**Task instructions**
Write out the part of the stranger economy article that begins at the words "The Stranger Economy" and ends after "meeting a stranger.". Copy it word for word.

The Stranger Economy Claims Another Form of Human Interaction
Bad news for umbrella men: The sharing economy has come for them. In the latest iteration of what has also been called (mostly by Margaret Eby and myself) the “stranger economy,” an umbrella sharing app is seeking funding on Kickstarter. Called Umbrella Here, the app functions as a small, light-up plastic donut placed on the pointed tip of a user’s umbrella, which alerts nearby umbrellaless Umbrella Here users of its availability. Umbrella Here is steeped in much the same utopian, stranger-loving rhetoric as other second-wave stranger economy startups like Wakie and Cab With Me, which both serve a purpose and aim to make the world a nicer place, which somehow always involves meeting a stranger.

**Information supplied**
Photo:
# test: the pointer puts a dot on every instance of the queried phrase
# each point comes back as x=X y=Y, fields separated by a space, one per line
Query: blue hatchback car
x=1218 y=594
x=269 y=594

**Answer to the exercise**
The Stranger Economy Claims Another Form of Human Interaction
Bad news for umbrella men: The sharing economy has come for them. In the latest iteration of what has also been called (mostly by Margaret Eby and myself) the “stranger economy,” an umbrella sharing app is seeking funding on Kickstarter. Called Umbrella Here, the app functions as a small, light-up plastic donut placed on the pointed tip of a user’s umbrella, which alerts nearby umbrellaless Umbrella Here users of its availability. Umbrella Here is steeped in much the same utopian, stranger-loving rhetoric as other second-wave stranger economy startups like Wakie and Cab With Me, which both serve a purpose and aim to make the world a nicer place, which somehow always involves meeting a stranger.